Collected data
+++
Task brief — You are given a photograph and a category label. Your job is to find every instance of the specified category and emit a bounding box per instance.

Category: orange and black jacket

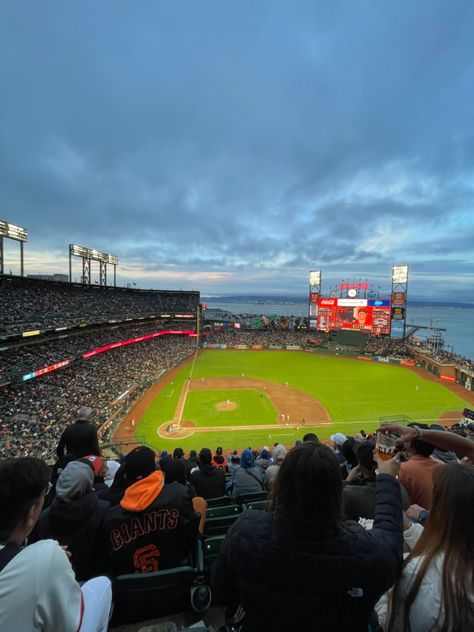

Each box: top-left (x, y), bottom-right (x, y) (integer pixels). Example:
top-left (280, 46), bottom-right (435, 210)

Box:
top-left (101, 470), bottom-right (198, 575)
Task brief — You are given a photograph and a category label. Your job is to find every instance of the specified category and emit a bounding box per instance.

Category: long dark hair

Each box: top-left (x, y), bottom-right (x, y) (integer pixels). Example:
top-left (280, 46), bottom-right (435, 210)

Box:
top-left (389, 463), bottom-right (474, 632)
top-left (272, 441), bottom-right (342, 535)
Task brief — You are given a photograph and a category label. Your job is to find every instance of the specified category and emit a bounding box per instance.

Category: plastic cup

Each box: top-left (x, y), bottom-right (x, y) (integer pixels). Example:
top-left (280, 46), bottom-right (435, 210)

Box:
top-left (375, 432), bottom-right (399, 461)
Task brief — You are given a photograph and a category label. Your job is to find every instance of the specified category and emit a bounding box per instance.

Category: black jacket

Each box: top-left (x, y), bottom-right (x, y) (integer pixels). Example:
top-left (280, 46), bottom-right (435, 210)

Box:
top-left (212, 475), bottom-right (403, 632)
top-left (56, 420), bottom-right (100, 459)
top-left (37, 493), bottom-right (109, 581)
top-left (100, 471), bottom-right (199, 575)
top-left (189, 465), bottom-right (226, 500)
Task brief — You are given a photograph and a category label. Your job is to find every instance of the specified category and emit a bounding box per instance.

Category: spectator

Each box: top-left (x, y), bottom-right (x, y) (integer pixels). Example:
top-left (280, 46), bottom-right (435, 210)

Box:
top-left (38, 461), bottom-right (109, 581)
top-left (255, 448), bottom-right (272, 473)
top-left (400, 427), bottom-right (443, 511)
top-left (265, 443), bottom-right (286, 491)
top-left (231, 448), bottom-right (265, 498)
top-left (102, 446), bottom-right (197, 575)
top-left (342, 442), bottom-right (410, 521)
top-left (384, 464), bottom-right (474, 632)
top-left (188, 450), bottom-right (199, 474)
top-left (56, 406), bottom-right (100, 459)
top-left (227, 450), bottom-right (240, 474)
top-left (331, 432), bottom-right (350, 480)
top-left (212, 442), bottom-right (403, 632)
top-left (0, 458), bottom-right (112, 632)
top-left (189, 448), bottom-right (225, 500)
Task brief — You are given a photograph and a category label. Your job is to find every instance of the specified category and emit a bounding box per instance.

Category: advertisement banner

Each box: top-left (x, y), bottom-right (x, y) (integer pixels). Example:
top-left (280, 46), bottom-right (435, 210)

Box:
top-left (317, 298), bottom-right (390, 335)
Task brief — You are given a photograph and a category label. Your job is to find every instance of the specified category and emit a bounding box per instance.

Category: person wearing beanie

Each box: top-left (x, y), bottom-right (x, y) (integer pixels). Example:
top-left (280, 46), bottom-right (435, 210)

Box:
top-left (212, 448), bottom-right (228, 472)
top-left (265, 443), bottom-right (286, 491)
top-left (56, 406), bottom-right (100, 459)
top-left (227, 450), bottom-right (240, 474)
top-left (101, 446), bottom-right (199, 575)
top-left (229, 448), bottom-right (266, 498)
top-left (189, 448), bottom-right (225, 500)
top-left (37, 460), bottom-right (109, 581)
top-left (255, 448), bottom-right (272, 472)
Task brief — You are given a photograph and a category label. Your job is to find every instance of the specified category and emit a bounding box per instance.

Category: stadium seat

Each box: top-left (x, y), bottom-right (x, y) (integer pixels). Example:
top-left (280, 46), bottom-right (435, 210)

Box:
top-left (206, 505), bottom-right (242, 520)
top-left (243, 500), bottom-right (270, 511)
top-left (199, 535), bottom-right (225, 575)
top-left (235, 492), bottom-right (267, 505)
top-left (207, 495), bottom-right (232, 510)
top-left (111, 566), bottom-right (198, 626)
top-left (204, 513), bottom-right (240, 538)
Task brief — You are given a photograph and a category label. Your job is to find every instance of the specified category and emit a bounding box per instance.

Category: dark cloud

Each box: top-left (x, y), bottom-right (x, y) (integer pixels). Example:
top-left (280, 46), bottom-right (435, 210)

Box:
top-left (0, 0), bottom-right (474, 300)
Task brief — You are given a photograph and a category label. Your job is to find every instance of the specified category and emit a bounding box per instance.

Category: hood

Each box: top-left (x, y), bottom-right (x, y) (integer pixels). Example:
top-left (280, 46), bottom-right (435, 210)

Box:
top-left (56, 461), bottom-right (94, 503)
top-left (120, 470), bottom-right (164, 511)
top-left (104, 461), bottom-right (120, 487)
top-left (272, 443), bottom-right (286, 465)
top-left (240, 448), bottom-right (255, 469)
+++
Short task: Can you rewrite the rows from the very start through the line containing "top-left (101, 470), bottom-right (198, 575)" as a JSON list of strings, one string per line, omitting blank lines and leaving the picture out?

Worked answer:
[
  "Task brief — You are given a photograph and a category label. Your job is to find every instance of the specified category and emit a bounding box per instance.",
  "Category: orange and black jacket",
  "Each box: top-left (x, y), bottom-right (x, y) (integer pixels). Example:",
  "top-left (280, 46), bottom-right (435, 210)",
  "Box:",
  "top-left (101, 470), bottom-right (198, 575)"
]